Work instruction: Keep to one stretch of the data below, the lines from the one with "Each instance of the green foliage" up to and including the one with "Each instance of the dirt", and return that stretch exactly.

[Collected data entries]
——————
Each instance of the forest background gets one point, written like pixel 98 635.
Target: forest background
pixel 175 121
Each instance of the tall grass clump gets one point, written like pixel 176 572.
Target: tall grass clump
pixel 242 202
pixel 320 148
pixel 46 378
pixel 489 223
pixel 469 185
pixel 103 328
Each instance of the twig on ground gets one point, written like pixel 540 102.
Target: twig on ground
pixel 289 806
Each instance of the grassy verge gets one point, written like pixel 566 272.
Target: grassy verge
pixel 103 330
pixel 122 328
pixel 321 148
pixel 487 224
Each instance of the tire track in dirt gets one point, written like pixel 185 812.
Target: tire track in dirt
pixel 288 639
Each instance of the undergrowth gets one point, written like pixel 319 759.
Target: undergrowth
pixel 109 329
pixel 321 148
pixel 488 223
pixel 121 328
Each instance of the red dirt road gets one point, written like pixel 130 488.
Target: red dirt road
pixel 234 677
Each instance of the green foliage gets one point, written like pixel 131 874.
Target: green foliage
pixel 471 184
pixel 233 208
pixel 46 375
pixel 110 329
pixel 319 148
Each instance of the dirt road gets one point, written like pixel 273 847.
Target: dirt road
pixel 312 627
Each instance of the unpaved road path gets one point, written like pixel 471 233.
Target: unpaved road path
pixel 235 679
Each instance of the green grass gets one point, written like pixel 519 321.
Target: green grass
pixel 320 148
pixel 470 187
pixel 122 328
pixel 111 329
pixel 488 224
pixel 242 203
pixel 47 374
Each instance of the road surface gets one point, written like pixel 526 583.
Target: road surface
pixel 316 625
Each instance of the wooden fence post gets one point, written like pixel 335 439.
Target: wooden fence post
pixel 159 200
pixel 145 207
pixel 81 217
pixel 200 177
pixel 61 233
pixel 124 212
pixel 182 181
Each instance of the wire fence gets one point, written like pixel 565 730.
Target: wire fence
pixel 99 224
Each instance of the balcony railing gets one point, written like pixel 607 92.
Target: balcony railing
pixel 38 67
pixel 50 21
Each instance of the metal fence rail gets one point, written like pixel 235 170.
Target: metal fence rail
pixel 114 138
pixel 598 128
——————
Answer to this task:
Each instance of the green foliage gets one point, written like pixel 131 874.
Target: green foliage
pixel 471 184
pixel 233 208
pixel 46 375
pixel 110 329
pixel 319 148
Each instance of the dirt road gets one point, written like pixel 273 847.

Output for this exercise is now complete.